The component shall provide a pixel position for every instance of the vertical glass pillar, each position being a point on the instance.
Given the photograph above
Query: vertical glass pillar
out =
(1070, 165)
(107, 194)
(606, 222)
^^^^^^^^^^^^^^^^
- [What the task requires]
Reproduce every line of the records above, including the requests, and add 92 to each number in the answer coordinates. Leave all other text unchanged.

- [Exercise response]
The component shall provide a pixel position for every instance of the vertical glass pillar, each position being a point on the instance.
Given the photograph above
Query: vertical glass pillar
out =
(1162, 257)
(199, 286)
(698, 314)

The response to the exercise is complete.